Metin parçası:
☆ ☆ ☆ ☆ ☆ ☆ ☆

Murat Meriç
Çocukluğum ‘80’li yıllarda geçti. En azından kendimi bildiğim dönem bu. Komşuluk ilişkilerinin asgariye indiği, komşunun komşuya tavır aldığı günlerdi. Darbenin getirisiydi bu: “Sayın muhbir vatandaşlar” her yerdeydi ve insanlar en yakınlarından şüphelenmeye başlamıştı. Öncesinde iki ağır darbe gören ve çok çeken memleket insanı, bu kez temkinliydi.
O yıllarda yaşadığım muhit sırça fanus gibiydi: Çanakkale’nin göbeğinde, dört bankanın kesiştiği bir dörtyol ağzında büyüdüm. Bankaların hepsinin üzerinde lojmanlar vardı ve bankacılar kendi aralarında bir hayat kurmuşken çocukları yandaki arsada oynardı. Oynardık. Komşuluk ilişkilerini, babaannemin elini öpmek için gittiğimiz Edremit’te gördüm. Başka, bambaşka hayatlar olduğunu orada fark ettim.
Çocukluğumun renkli zamanlarını da Edremit’te geçirdim. Babaannemin bahçesindeki erik ağaçlarından, kuzenim Seda ile arabası DülDül başındaki çekişmelerimizden, bahçede dolaşan tavuklardan ve emektar köpeğimiz Tomi’den söz etmiyorum. Zaman zaman (yazık ki adını unuttuğum) yan komşunun “Alamanya”da yaşayan çocukları gelirdi ve bize hediyeler getirirdi. Janjanlı paketleri, içinde genzi yakan bir sıvı olan (sonradan likör olduğunu öğrendiğim) çikolataları, körüklü plastik pipetleri ve teneke kutuya konulmuş meşrubatları onlarda gördüm. O ara dilimize pelesenk olmuş bir tekerleme vardı: “Komşu komşu hu / Oğlun geldi mi / Geldi / Ne getirdi / İncik Boncuk / Kime kime / Sana bana / Başka kime / Kara kediye / Kara kedi nerde / Ağaca çıktı / Ağaç nerde / Balta kesti / Balta nerde / Suya düştü / Su nerde / İnek İçti / İnek nerde / Dağa kaçtı / Dağ nerde / Yandı bitti kül oldu…”

☆ ☆ ☆ ☆ ☆ ☆ ☆

Verilen satırlar:
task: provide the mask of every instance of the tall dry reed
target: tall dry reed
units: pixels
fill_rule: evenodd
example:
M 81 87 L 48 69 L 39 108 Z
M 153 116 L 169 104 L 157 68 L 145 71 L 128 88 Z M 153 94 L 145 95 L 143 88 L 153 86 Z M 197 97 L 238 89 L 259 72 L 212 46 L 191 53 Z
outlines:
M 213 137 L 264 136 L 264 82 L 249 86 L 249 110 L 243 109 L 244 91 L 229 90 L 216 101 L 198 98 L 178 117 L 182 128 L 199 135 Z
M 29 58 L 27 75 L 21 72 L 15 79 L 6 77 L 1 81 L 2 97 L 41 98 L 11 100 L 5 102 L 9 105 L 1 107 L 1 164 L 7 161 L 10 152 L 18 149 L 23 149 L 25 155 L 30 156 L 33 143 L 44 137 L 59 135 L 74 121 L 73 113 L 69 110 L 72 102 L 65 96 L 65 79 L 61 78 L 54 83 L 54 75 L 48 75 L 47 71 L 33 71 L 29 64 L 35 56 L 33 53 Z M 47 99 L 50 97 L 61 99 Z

☆ ☆ ☆ ☆ ☆ ☆ ☆

Alıştırma yönergesi: Metin parçasında “O yıllarda yaşadığım” sözleriyle başlayıp “orada fark ettim.” sözlerine kadar süren bölümü, tek harfini bile değiştirmeden alıntılayın.

Alıştırmanın cevabı:
O yıllarda yaşadığım muhit sırça fanus gibiydi: Çanakkale’nin göbeğinde, dört bankanın kesiştiği bir dörtyol ağzında büyüdüm. Bankaların hepsinin üzerinde lojmanlar vardı ve bankacılar kendi aralarında bir hayat kurmuşken çocukları yandaki arsada oynardı. Oynardık. Komşuluk ilişkilerini, babaannemin elini öpmek için gittiğimiz Edremit’te gördüm. Başka, bambaşka hayatlar olduğunu orada fark ettim.